_Available records_.

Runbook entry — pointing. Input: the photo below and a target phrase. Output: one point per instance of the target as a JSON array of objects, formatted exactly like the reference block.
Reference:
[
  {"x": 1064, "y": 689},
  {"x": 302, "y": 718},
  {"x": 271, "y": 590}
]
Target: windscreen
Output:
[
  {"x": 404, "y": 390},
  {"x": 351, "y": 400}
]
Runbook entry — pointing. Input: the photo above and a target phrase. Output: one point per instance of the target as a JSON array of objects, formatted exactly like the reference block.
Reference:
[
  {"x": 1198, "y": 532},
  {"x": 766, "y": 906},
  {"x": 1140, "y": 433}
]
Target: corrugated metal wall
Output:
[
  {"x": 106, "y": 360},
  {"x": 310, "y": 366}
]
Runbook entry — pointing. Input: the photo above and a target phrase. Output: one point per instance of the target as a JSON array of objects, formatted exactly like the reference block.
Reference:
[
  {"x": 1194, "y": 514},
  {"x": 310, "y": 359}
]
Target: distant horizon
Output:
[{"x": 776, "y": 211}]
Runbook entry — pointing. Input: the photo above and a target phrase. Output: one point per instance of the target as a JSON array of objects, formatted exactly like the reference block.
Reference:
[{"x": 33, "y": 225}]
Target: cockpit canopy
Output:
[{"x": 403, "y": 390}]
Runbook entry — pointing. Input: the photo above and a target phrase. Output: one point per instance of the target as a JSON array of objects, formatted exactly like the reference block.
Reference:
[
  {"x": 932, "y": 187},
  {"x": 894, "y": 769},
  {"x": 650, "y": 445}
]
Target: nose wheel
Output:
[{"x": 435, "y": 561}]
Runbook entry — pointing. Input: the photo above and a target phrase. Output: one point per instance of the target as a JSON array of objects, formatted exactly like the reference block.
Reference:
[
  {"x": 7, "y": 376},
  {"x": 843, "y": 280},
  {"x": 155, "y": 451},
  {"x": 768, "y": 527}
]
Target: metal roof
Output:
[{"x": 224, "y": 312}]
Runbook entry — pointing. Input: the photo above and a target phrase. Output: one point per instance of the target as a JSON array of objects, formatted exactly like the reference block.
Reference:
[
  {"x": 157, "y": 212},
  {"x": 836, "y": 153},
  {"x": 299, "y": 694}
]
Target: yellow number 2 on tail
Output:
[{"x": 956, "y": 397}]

_Task to carry out_. Give back exactly the lines from the one that contains "Target: metal roof" to the end of the material, both ends kept, and no other line.

_Answer below_.
Target: metal roof
Output:
[{"x": 224, "y": 312}]
Runbook entry — pointing. Input: the photo above and a target phrase. Output: one point per instance of the target as a JSON array of objects, formatted exactly like the reference block.
Reference:
[
  {"x": 157, "y": 212},
  {"x": 836, "y": 153},
  {"x": 299, "y": 694}
]
Target: yellow number 2 on tail
Output:
[{"x": 956, "y": 397}]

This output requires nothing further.